▸ SET EXERCISE:
Locate every line in the records that contains the word "hair", matching case exactly, and copy each of those lines.
>> begin EXTRACTED DATA
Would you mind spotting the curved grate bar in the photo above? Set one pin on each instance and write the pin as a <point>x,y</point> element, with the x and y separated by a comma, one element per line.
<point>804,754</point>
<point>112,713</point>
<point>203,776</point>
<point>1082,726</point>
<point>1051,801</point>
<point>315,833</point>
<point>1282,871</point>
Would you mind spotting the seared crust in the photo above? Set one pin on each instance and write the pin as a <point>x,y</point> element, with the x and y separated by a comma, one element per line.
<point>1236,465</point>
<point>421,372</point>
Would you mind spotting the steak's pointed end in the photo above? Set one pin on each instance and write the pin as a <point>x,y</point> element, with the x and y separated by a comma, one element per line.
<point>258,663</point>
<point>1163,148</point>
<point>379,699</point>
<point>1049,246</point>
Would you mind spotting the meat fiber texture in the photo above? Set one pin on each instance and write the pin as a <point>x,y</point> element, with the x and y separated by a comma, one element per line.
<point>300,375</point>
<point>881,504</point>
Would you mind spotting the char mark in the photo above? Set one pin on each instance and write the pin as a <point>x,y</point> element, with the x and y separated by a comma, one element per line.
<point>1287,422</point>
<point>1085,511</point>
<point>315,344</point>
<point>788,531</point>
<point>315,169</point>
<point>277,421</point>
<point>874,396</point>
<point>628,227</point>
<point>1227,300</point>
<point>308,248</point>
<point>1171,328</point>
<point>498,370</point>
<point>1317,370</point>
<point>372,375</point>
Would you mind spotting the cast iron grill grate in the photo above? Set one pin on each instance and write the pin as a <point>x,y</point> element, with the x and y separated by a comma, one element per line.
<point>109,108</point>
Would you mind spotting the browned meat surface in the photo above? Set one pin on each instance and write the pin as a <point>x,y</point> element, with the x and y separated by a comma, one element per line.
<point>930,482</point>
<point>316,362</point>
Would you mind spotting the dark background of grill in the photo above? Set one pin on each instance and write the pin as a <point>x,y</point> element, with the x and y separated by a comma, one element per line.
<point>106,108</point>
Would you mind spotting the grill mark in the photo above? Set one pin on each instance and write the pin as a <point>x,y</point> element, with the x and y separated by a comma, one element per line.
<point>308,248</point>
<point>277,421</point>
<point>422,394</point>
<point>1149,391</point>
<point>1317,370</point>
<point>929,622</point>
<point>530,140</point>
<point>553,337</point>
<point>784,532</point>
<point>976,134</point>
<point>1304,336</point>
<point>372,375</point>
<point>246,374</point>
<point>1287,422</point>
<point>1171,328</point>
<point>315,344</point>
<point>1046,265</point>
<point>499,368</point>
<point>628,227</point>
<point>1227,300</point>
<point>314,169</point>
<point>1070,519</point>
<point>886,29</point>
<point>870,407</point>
>> end EXTRACTED DATA
>> begin EXTRACTED DATA
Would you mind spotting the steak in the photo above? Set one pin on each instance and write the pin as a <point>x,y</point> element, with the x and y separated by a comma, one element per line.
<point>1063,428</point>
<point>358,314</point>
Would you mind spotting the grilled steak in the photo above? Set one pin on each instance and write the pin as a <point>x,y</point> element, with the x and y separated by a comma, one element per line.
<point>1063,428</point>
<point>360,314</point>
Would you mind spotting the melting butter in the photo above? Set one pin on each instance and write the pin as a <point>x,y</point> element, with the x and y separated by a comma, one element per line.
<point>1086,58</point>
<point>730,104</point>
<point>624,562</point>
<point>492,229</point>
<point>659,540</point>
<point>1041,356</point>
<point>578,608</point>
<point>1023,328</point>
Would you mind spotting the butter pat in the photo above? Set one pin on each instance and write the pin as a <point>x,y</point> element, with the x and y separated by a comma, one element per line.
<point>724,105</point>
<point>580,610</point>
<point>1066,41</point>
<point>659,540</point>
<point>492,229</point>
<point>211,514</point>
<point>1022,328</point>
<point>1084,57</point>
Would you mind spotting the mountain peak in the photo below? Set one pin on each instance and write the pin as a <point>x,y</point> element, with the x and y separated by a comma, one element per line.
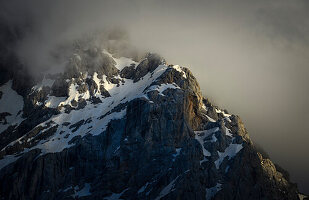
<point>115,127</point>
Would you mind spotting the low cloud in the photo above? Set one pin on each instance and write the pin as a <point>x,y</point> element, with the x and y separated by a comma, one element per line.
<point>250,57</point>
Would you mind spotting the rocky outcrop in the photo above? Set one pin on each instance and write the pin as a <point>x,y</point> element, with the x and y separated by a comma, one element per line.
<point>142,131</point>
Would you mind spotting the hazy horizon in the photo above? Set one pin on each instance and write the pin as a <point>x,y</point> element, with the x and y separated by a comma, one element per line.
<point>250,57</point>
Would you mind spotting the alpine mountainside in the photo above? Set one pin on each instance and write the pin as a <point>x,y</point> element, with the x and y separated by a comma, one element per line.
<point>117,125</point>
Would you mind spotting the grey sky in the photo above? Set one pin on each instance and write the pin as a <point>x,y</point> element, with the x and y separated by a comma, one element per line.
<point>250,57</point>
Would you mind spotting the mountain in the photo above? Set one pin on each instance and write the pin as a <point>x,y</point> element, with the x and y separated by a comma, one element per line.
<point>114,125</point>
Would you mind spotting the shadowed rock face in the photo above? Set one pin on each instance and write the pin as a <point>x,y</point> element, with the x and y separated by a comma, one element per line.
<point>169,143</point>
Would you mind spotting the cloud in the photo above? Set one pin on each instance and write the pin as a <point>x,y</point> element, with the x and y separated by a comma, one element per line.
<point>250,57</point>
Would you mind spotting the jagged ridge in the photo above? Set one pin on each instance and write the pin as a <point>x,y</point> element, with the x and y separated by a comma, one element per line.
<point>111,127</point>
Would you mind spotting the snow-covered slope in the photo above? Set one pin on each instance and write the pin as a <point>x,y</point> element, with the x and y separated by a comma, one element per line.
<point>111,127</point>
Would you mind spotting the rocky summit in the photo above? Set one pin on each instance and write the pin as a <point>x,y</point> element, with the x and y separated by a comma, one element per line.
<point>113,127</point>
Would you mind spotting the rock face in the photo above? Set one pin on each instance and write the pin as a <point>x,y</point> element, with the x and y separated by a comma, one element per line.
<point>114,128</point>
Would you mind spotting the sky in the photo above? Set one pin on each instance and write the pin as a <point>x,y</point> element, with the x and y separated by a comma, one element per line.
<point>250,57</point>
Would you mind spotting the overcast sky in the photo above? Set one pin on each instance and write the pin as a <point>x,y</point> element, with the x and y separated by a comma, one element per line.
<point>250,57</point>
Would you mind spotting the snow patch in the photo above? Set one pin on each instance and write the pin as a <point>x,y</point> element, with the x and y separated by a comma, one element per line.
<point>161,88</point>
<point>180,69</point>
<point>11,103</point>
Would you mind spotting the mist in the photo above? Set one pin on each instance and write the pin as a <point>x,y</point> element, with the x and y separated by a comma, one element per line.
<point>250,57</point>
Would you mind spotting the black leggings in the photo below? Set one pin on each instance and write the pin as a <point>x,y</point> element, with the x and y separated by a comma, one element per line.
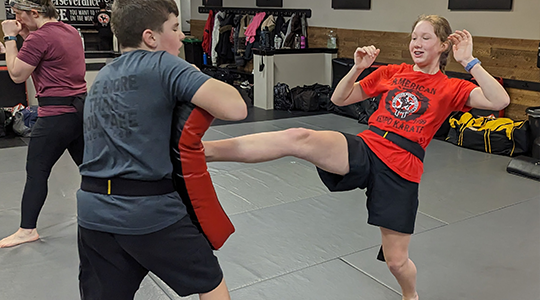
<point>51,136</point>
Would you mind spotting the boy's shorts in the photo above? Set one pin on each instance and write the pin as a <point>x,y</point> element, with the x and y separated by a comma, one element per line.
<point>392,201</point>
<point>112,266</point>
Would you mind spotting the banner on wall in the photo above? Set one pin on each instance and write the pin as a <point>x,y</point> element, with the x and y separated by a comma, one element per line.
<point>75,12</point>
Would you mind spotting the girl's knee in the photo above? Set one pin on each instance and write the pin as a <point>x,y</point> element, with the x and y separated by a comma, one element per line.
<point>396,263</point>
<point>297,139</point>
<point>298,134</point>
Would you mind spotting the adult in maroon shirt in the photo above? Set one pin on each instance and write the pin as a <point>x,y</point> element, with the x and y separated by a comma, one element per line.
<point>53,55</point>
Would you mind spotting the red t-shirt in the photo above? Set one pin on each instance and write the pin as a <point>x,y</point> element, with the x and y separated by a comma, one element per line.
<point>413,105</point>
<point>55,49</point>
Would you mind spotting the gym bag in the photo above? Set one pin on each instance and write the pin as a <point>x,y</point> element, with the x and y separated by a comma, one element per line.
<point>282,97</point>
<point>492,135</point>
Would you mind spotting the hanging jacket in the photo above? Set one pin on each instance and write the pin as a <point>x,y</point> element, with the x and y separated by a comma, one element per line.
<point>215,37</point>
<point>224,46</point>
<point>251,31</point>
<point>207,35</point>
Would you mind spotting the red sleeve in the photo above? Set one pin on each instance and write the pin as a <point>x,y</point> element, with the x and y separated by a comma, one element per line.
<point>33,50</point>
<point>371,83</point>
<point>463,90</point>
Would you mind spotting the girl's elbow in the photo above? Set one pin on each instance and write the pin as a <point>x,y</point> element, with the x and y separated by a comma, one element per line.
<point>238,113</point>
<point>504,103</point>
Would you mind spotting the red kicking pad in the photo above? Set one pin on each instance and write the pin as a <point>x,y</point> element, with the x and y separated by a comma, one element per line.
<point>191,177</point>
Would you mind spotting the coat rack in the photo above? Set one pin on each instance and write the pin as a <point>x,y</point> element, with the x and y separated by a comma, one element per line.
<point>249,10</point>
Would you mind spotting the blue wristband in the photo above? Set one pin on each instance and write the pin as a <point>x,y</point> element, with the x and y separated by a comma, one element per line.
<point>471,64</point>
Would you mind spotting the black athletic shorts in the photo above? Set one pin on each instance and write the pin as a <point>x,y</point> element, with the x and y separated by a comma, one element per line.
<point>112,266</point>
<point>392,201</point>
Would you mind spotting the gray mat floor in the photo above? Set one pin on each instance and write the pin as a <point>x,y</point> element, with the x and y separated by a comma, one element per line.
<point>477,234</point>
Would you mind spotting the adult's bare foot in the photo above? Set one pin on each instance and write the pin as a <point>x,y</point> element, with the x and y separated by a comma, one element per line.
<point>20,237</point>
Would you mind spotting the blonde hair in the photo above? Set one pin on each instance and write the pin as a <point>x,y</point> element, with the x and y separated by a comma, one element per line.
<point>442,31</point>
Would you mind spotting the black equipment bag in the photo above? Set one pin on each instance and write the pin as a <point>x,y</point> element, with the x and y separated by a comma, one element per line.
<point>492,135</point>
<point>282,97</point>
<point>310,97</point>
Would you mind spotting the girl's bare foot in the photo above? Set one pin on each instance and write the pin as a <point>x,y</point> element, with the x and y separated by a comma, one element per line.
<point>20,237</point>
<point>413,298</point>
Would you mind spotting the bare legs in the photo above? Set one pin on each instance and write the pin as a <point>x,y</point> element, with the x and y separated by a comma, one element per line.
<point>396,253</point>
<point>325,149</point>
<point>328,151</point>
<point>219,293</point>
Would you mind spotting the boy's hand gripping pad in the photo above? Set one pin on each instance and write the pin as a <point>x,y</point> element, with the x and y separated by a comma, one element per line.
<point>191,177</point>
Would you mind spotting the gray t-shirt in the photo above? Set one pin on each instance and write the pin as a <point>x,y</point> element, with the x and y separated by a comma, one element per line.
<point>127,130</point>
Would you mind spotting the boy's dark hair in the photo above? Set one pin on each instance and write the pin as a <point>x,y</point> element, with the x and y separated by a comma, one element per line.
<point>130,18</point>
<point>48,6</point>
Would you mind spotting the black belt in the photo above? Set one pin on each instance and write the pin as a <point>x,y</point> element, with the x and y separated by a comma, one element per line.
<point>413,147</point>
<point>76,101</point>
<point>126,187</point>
>> end EXTRACTED DATA
▸ SOLUTION TO THIS TASK:
Would you mind spotting the blonde hair in the photo above? Set one pin on each instance and write the pin as a <point>x,y</point> element, with the x and y separated by a comma, one element per line.
Would you mind spotting the boy's dark hair in the photo above? Set one pin on each instance and write the pin as a <point>x,y</point> element, with the x and y separated by a comma, one element per line.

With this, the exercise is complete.